_Stated goal_
Starting at the line that contains "walkway, that would be most helpful." and continuing through the end of the records, write out every line again, requests included, but scale each polygon coordinate in the answers by 2.35 and round to the nearest whole number, with halves rounded up. Leave the numbers in the requests and their format samples unchanged.

■ ■ ■ ■ ■ ■ ■

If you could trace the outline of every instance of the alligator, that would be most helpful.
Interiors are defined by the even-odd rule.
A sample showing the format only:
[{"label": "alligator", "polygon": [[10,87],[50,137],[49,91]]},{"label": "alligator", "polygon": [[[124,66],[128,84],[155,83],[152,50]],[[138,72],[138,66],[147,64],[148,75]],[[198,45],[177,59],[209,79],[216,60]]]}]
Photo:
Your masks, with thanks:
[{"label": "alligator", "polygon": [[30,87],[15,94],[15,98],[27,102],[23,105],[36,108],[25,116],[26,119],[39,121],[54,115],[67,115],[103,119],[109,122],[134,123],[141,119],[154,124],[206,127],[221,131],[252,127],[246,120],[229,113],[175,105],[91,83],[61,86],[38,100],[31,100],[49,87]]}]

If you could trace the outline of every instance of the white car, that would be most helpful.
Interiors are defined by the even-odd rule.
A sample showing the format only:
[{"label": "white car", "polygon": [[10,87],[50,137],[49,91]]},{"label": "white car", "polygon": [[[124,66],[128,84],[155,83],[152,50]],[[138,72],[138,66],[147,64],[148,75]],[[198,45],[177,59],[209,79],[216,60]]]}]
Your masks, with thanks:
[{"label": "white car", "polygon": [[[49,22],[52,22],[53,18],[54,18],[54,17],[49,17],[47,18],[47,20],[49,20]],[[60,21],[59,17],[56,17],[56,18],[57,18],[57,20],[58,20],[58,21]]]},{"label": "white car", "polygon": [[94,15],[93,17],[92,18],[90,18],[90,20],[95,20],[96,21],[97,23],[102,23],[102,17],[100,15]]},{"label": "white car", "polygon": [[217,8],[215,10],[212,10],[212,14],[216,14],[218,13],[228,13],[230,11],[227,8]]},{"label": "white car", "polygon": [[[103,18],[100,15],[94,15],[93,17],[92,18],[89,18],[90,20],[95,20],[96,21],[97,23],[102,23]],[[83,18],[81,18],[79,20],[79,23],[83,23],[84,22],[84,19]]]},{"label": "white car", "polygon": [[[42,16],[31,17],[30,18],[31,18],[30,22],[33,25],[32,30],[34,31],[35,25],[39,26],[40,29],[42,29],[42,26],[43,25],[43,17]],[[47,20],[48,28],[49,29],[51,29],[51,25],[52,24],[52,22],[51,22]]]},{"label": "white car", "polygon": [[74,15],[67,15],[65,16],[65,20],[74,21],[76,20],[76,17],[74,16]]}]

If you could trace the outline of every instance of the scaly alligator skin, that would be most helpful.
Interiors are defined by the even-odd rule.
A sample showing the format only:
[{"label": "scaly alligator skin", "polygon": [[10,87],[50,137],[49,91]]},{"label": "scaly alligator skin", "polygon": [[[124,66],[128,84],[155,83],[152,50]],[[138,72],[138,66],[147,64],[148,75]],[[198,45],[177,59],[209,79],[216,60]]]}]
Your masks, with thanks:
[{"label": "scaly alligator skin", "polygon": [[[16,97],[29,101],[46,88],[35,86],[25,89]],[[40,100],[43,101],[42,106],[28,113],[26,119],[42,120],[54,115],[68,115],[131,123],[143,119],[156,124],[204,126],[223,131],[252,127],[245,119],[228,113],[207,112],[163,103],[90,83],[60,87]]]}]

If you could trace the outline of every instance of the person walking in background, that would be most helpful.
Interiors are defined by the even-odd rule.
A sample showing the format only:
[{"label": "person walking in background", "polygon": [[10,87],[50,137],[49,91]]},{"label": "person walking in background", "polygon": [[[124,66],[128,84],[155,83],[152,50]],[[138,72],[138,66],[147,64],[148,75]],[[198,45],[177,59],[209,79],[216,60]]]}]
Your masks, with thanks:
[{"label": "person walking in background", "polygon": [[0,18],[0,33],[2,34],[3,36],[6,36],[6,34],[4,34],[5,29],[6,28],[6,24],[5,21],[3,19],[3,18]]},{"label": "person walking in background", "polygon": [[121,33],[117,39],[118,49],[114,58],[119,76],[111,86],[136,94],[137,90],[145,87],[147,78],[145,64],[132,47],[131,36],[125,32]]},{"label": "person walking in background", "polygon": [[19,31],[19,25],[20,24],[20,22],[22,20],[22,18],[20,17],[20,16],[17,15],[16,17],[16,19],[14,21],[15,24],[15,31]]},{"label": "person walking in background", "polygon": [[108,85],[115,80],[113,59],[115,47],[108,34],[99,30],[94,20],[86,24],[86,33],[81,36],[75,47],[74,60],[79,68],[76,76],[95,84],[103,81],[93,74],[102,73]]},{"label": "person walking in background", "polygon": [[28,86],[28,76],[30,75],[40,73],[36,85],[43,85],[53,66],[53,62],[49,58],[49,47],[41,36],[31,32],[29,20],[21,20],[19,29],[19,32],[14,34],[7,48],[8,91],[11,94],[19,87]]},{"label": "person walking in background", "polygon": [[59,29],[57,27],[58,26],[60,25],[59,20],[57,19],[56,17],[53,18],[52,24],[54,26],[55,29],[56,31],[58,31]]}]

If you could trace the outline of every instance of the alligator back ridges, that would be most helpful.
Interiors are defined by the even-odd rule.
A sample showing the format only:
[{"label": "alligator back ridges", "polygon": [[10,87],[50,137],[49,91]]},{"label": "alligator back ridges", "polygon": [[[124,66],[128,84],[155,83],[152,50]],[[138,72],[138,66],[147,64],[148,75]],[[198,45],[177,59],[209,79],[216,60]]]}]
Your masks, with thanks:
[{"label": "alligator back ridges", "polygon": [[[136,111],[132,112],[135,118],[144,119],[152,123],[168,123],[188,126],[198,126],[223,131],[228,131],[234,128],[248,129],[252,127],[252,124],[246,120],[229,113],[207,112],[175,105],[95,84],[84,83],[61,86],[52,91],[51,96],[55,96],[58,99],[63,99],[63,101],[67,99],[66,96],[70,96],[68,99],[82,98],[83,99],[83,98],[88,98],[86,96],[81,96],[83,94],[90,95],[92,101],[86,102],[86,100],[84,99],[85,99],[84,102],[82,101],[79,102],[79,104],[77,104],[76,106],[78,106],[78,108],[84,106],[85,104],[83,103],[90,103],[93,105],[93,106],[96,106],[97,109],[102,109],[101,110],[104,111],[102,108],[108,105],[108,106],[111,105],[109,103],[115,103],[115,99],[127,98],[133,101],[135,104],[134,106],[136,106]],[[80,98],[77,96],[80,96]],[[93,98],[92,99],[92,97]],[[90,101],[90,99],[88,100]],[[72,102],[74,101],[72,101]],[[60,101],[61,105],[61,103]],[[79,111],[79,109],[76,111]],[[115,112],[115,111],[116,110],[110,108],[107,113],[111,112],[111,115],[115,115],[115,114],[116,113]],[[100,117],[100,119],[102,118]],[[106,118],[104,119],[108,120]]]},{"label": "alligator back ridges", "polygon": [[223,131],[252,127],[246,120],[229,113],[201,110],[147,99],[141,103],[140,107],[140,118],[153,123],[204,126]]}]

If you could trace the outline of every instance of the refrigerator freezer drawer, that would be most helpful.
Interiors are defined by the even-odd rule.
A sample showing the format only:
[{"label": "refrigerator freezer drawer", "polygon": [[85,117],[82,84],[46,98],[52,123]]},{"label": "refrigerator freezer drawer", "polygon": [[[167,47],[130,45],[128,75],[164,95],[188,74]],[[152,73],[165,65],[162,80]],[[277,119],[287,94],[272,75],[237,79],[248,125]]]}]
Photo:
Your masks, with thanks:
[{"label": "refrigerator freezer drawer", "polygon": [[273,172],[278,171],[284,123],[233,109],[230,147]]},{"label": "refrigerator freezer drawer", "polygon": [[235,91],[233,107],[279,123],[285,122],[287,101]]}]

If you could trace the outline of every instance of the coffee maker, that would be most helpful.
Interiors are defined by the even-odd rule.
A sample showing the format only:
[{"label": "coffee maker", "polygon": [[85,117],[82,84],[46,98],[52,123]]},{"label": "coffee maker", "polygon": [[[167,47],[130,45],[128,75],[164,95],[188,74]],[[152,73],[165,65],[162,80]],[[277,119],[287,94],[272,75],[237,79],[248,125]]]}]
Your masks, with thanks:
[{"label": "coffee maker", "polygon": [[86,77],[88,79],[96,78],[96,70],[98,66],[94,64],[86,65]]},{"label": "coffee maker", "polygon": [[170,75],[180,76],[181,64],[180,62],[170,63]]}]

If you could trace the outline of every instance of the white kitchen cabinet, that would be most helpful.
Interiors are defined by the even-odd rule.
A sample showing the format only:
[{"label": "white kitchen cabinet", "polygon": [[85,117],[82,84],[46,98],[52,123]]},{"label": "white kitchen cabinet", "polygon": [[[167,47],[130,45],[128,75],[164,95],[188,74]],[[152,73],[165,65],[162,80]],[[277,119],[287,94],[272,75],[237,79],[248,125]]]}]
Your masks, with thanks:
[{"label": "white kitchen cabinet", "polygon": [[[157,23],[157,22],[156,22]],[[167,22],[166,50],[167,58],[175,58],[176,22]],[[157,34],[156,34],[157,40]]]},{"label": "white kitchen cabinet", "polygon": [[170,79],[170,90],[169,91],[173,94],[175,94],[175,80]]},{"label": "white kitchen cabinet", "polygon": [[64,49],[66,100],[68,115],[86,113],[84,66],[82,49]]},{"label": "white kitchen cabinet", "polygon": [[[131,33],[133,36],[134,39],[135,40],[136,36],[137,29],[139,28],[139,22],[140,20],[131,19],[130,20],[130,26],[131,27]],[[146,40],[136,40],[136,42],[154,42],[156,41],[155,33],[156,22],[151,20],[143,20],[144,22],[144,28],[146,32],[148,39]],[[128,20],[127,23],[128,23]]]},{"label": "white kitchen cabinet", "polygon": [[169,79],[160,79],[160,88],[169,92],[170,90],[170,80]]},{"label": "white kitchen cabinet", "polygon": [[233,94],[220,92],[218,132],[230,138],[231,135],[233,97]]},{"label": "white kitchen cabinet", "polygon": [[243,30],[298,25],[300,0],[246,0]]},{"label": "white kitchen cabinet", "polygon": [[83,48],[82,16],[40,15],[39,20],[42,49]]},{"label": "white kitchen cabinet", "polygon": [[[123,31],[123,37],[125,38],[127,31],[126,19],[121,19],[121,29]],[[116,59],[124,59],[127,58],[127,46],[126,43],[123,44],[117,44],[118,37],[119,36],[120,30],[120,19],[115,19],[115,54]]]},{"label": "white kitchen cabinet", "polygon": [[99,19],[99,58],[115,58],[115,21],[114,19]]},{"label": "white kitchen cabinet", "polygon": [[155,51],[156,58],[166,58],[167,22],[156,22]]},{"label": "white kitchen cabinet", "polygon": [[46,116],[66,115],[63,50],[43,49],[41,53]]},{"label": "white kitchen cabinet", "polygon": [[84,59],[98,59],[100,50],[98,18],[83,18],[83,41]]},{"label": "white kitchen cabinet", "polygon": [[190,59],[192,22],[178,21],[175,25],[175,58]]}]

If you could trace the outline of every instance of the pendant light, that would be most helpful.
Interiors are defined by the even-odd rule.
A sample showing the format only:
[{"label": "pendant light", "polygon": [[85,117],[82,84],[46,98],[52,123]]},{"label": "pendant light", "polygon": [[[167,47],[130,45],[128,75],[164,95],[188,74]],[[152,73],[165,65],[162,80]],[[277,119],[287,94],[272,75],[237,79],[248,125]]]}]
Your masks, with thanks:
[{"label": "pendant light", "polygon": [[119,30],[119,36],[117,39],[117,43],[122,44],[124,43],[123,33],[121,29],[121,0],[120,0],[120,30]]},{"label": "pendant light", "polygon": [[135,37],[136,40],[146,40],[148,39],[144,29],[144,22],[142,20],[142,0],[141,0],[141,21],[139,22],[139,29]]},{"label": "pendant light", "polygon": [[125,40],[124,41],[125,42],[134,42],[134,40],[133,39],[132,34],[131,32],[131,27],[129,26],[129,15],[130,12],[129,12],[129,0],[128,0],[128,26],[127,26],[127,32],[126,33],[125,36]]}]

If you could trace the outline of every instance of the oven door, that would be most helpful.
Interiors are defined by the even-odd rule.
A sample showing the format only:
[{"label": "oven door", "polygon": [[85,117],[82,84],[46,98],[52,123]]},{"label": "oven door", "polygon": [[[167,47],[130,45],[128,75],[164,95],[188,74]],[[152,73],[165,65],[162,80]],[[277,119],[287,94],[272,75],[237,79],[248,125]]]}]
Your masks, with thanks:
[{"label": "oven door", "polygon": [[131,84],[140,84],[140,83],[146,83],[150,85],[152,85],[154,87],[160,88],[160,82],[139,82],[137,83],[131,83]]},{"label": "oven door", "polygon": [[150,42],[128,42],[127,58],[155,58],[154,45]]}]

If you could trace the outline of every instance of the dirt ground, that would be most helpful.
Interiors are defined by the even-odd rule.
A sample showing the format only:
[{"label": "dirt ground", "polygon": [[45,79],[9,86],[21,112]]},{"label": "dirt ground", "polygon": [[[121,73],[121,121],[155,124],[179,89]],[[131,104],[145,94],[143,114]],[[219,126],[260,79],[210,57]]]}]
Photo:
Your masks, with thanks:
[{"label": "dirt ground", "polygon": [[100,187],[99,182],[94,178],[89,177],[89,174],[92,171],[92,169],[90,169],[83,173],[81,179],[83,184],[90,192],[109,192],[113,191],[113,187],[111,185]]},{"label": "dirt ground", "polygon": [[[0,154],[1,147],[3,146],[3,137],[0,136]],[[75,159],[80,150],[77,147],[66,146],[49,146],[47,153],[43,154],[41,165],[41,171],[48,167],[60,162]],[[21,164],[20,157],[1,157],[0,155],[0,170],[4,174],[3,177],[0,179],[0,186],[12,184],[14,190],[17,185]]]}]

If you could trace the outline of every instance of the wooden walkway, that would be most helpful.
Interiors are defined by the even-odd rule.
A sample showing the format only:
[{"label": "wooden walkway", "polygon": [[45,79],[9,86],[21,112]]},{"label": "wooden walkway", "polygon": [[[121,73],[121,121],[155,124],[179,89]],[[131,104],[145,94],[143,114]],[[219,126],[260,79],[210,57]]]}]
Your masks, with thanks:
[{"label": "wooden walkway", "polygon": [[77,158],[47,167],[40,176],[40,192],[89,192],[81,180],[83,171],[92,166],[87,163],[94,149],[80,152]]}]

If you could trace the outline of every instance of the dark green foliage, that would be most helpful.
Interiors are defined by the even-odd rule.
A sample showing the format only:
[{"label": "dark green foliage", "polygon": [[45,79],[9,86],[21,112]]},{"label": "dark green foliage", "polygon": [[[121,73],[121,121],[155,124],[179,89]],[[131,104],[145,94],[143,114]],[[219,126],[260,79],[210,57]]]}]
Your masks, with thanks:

■ ■ ■ ■ ■ ■ ■

_Expected answer_
If you could trace the outline of every instance of the wooden walkway, that would be most helpful.
Interiors are defined by the even-odd rule.
A sample showing the format only:
[{"label": "wooden walkway", "polygon": [[45,79],[9,86],[21,112]]},{"label": "wooden walkway", "polygon": [[[121,73],[121,121],[155,124],[179,89]],[[131,104],[145,94],[143,114]],[[219,126],[260,79],[210,57]]]}]
Your masks, with thanks:
[{"label": "wooden walkway", "polygon": [[181,371],[110,392],[94,414],[94,451],[209,451],[190,423],[195,402],[216,390],[204,383],[221,350],[188,357]]}]

If you could trace the outline of every instance of the dark green foliage, that would be most helpful.
Interiors are defined by the even-odd rule.
A sample showing the format only:
[{"label": "dark green foliage", "polygon": [[45,79],[9,86],[21,112]]},{"label": "dark green foliage", "polygon": [[[121,73],[121,121],[155,124],[179,89]],[[131,104],[145,94],[143,114]],[[219,126],[260,79],[210,57]]]}]
Your masks, with thanks:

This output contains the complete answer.